DATA TO USE:
-- START --
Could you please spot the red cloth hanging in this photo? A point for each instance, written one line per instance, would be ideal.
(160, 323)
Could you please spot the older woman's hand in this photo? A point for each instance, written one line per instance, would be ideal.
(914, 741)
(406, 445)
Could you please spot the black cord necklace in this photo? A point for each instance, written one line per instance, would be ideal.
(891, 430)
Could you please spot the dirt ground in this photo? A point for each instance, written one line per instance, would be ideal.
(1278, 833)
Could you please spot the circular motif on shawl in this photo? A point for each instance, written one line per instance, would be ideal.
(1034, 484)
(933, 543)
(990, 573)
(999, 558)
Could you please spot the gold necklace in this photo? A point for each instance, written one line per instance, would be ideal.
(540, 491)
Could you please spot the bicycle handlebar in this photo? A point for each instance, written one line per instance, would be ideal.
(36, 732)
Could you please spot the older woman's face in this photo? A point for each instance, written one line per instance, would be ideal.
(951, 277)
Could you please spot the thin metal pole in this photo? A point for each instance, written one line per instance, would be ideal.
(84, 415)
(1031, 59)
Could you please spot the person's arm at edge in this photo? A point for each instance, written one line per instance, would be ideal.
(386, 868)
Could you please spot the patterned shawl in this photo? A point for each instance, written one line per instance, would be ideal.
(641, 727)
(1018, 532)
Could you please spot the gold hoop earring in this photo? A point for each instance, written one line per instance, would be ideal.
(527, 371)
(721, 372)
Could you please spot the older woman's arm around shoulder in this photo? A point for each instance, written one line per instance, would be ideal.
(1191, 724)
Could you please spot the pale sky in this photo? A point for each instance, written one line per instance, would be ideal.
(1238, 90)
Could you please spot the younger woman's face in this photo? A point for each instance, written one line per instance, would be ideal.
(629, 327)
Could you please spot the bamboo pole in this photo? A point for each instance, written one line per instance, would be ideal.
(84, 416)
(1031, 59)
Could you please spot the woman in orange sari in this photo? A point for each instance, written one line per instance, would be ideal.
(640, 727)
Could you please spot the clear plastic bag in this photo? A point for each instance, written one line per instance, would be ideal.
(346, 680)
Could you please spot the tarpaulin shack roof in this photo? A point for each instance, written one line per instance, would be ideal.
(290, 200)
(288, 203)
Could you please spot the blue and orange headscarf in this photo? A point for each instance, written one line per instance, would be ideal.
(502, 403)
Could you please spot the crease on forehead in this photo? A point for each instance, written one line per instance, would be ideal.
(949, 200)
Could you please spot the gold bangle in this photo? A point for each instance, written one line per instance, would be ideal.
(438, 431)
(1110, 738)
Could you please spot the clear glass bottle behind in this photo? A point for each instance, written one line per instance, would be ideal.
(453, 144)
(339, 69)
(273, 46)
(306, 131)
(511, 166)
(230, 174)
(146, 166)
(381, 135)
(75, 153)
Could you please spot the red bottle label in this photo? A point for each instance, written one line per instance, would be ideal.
-- END --
PROBLEM STATEMENT: Write out all of the material above again, switching every "older woman" to "elderly woman" and leaving everything else as it is.

ANSWER:
Could you please spot the red cloth hanging in this photo? A point for each instance, written one line per instance, would be ideal.
(160, 323)
Could you please spot the elderly woman's hand in this photo? A point for each instance, written one line per instance, would be ideal.
(914, 741)
(406, 445)
Could you please spot the black cord necklace in this photo? A point for each instance, written one line per instance, would be ideal.
(891, 430)
Could you please spot the dirt ground in this photo? A point for each instance, written one line per instance, would be ideal.
(1278, 833)
Could you please spot the circular motif on shawl in this photo? A point for each instance, written one line per instance, would be ideal.
(1034, 484)
(933, 543)
(990, 573)
(999, 558)
Could you please spot the gold necklace in this photo? A point for each instance, written one line per instance, would be ideal.
(540, 491)
Could you please spot the bicycle handlebar in this photo? A point for each instance, written one line per instance, would be ideal.
(36, 732)
Could you please spot the elderly woman's face in this photo? A point for each instance, written one line per instance, would be ideal.
(951, 277)
Could you please spot the thin metal pole in this photo? A point for each instance, written one line per instance, would be ideal.
(84, 415)
(1031, 59)
Could you please spot the person's arm at edge in this photo? A point for each instance, written one line per instance, would be ideal.
(386, 868)
Could you please spot the patterned shawl in this photo? A point for each instance, written one line per instance, would be ideal.
(641, 727)
(1018, 532)
Could you please spot the gold hoop earring in this photo? A point for each instance, written one line per instance, would be ideal.
(527, 371)
(721, 372)
Could you please spot the elderly woman's arm around shoulder in this photo? A point for each instance, written one line per instance, would be ideal.
(1191, 724)
Could you please spot the pale sky in this photo? A point for each instance, written one line per instance, would be ideal.
(1238, 90)
Could you please spot the younger woman's face in this photo? A point for each instance, written one line per instance, would be ideal.
(629, 327)
Could you please spot the bamboo pole in this photo? A point for each instance, written one line per instance, would be ideal.
(84, 416)
(1031, 59)
Could you please spot the woman in orange sari in this photo? A point for each instance, written one line per instance, would be ideal.
(640, 727)
Could you please spot the clear plastic bag in this photo? A point for each instance, written one line per instance, would be ideal.
(346, 680)
Could you please spot the tarpaulin shack roof in this photo? A point for each instance, written one line per instance, would be ideal.
(290, 200)
(288, 203)
Could you please spot the blue and orange headscarf in this photo? A point for each instance, written one line per instance, would be ideal.
(502, 403)
Could you please spot the crease on forehead in this photo? A point for each instance, written one line per instance, would be ideal.
(949, 200)
Could you please spot the gold bangle in this photo? A point for each instance, written one line per instance, would be ideal.
(438, 431)
(1110, 738)
Could you please spot the clear glass bottle behind in this photo? A point for each instance, written one line per instance, would be ideal.
(453, 144)
(339, 69)
(273, 46)
(306, 131)
(511, 166)
(230, 174)
(146, 166)
(381, 135)
(75, 153)
Could you please spot the red bottle label in this photo? A point for each instance, written one line per instance, would be ideal.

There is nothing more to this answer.